Exercise aim :: How many lines in the records below contain the word "tree"? Give only the number.

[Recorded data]
____________________
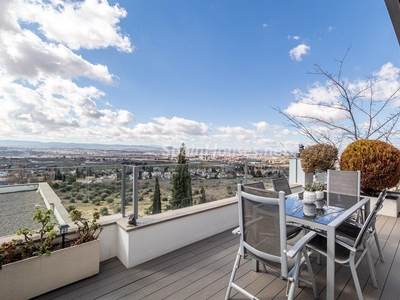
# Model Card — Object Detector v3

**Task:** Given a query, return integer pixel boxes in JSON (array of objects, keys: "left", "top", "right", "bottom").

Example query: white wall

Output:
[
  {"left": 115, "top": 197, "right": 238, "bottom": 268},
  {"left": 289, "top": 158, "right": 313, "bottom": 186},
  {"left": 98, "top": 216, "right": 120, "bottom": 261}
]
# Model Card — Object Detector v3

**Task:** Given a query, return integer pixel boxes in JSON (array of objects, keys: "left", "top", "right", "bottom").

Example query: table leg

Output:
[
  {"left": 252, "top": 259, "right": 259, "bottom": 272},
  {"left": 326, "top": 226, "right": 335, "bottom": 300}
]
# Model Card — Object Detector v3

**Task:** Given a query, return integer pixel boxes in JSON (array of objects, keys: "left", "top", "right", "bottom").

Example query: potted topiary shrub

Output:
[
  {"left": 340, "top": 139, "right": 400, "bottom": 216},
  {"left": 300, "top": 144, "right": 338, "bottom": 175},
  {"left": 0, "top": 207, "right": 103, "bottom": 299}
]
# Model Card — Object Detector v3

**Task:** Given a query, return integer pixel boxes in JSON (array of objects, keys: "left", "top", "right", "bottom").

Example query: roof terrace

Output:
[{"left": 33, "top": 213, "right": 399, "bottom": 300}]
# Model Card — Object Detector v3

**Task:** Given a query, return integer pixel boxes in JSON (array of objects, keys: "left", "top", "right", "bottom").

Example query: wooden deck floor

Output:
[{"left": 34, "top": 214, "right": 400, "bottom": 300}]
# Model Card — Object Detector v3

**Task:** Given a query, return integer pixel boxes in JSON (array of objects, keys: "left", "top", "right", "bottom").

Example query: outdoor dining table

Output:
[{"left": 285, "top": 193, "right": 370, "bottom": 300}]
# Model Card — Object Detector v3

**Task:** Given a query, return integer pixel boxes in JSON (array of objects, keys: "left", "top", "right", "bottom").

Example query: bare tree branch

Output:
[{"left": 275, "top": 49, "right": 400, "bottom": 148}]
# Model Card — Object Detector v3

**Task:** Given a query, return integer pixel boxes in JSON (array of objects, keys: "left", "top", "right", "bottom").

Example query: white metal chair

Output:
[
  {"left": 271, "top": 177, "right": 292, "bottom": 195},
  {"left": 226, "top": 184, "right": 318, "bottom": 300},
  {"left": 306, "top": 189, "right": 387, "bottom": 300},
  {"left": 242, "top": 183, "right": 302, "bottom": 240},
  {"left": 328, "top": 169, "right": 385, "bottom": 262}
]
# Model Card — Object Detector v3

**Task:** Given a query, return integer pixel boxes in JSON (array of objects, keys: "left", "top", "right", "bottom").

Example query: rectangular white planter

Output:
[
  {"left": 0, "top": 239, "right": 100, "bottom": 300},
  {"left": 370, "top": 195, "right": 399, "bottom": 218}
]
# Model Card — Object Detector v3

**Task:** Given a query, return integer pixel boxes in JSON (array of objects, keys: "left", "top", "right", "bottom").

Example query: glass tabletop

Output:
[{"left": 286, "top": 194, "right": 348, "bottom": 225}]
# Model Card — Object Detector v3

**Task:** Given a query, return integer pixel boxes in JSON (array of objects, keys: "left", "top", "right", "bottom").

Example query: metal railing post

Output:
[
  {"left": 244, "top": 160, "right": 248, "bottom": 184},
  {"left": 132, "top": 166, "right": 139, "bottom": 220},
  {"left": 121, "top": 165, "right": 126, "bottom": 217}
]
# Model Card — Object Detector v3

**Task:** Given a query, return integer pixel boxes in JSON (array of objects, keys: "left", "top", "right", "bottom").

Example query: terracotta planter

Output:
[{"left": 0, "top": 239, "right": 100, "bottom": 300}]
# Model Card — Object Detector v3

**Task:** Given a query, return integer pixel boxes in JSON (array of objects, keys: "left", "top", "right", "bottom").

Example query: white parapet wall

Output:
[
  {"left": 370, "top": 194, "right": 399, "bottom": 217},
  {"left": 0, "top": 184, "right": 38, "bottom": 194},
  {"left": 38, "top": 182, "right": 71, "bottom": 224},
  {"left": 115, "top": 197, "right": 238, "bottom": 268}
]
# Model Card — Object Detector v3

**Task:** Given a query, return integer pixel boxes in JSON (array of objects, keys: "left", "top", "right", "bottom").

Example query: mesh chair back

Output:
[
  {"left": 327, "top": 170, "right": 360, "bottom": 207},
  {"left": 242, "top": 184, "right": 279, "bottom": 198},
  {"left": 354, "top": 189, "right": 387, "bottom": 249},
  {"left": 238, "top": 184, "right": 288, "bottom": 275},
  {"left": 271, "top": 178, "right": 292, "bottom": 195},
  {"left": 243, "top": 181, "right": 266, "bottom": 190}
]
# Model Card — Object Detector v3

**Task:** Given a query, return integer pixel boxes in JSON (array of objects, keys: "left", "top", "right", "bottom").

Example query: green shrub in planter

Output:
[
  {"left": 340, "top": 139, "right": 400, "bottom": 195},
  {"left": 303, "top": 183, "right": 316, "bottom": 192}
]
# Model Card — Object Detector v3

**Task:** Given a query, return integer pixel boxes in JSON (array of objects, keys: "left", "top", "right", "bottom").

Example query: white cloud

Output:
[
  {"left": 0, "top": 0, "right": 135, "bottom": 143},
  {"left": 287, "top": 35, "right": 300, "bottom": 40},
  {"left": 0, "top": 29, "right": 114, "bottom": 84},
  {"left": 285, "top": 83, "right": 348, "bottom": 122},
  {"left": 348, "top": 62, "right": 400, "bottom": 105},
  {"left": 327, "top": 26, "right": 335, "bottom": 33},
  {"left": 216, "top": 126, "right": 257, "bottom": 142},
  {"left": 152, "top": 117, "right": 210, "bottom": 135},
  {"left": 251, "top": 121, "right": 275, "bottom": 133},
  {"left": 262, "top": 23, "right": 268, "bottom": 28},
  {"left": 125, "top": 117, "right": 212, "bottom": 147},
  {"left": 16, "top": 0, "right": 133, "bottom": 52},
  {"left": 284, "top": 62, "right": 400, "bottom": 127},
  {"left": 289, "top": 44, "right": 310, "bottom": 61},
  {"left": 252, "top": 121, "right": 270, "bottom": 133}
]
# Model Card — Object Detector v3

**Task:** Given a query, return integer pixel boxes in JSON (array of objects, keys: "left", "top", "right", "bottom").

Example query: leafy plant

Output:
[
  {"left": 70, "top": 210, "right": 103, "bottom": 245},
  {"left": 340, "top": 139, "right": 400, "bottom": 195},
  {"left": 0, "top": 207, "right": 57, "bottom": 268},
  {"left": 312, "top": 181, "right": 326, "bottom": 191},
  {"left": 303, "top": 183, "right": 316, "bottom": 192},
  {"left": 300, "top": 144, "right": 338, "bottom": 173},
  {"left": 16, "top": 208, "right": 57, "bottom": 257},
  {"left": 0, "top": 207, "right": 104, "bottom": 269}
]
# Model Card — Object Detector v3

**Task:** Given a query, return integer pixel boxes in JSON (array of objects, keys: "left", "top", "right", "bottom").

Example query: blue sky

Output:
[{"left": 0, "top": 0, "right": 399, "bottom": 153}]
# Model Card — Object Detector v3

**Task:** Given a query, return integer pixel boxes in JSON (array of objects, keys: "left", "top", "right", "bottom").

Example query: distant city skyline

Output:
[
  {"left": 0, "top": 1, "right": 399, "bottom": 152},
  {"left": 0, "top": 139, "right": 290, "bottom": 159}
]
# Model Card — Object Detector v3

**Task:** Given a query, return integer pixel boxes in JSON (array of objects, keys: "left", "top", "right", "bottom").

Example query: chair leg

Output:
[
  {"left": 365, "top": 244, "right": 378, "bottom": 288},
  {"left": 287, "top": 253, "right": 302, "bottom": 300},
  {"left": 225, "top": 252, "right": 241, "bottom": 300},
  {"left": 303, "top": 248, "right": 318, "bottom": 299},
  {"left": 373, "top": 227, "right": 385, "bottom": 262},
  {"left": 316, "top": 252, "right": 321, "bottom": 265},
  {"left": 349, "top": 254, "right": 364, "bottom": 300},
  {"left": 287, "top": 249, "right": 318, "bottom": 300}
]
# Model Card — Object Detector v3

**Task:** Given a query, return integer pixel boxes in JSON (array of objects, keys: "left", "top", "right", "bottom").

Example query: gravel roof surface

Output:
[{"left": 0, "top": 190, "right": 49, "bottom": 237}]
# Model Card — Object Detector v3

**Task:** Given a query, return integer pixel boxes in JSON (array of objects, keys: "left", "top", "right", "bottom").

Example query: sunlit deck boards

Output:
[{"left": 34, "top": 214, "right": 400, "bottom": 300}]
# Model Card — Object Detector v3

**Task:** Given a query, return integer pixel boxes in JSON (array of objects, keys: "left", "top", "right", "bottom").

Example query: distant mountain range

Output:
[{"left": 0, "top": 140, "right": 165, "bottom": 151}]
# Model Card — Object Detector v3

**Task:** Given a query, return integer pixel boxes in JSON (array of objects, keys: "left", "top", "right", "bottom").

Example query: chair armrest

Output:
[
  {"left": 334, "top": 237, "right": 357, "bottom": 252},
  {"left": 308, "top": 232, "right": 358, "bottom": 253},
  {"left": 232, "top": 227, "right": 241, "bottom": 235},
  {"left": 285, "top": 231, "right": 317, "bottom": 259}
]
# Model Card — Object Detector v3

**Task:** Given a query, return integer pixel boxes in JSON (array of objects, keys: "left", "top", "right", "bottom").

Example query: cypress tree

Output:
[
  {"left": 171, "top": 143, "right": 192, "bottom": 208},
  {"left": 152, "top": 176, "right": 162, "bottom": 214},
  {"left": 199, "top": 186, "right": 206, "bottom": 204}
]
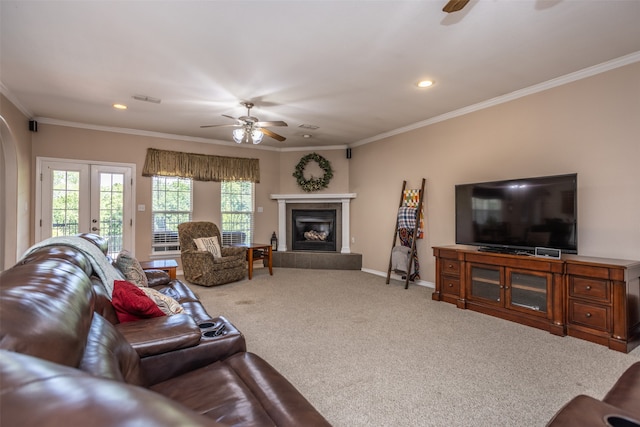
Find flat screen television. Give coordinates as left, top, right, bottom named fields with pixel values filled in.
____________________
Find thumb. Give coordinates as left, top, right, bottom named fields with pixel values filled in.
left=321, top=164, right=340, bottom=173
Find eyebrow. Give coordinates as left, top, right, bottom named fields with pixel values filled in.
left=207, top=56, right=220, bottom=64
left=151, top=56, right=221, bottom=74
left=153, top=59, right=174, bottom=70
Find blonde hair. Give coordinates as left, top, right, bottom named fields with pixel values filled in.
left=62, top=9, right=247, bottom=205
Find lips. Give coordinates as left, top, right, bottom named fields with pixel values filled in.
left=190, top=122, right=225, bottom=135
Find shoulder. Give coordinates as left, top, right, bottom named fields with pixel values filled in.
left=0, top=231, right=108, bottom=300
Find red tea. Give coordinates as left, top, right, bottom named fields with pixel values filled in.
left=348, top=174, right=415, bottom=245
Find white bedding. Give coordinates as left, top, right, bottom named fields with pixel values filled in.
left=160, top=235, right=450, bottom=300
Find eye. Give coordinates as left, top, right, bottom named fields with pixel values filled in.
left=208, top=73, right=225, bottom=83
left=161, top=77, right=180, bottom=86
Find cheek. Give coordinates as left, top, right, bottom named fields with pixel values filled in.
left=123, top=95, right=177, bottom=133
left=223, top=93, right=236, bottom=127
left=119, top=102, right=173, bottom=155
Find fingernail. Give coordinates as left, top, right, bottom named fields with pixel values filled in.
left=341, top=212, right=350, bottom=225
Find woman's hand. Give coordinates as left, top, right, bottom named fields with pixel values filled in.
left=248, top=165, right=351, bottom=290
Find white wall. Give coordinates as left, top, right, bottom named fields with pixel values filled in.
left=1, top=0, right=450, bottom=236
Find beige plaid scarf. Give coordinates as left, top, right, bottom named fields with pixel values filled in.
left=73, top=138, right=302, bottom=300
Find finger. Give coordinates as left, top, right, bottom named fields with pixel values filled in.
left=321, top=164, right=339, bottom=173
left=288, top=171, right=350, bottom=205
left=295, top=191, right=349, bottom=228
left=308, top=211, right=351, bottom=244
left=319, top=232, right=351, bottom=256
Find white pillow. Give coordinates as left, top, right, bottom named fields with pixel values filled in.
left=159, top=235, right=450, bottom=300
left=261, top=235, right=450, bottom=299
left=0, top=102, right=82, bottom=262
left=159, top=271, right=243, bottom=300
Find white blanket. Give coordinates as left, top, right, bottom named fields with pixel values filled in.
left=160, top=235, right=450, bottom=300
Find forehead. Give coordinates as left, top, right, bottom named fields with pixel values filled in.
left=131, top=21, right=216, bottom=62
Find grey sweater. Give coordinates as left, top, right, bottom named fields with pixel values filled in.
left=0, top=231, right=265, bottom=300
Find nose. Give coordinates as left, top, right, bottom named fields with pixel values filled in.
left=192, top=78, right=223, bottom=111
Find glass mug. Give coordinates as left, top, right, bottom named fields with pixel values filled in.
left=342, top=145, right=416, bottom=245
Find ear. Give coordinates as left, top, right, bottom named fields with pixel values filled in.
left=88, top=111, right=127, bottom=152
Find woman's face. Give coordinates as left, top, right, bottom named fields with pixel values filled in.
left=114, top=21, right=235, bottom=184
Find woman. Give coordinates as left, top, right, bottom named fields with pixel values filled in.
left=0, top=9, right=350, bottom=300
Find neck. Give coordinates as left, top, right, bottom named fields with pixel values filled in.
____________________
Exercise result :: 2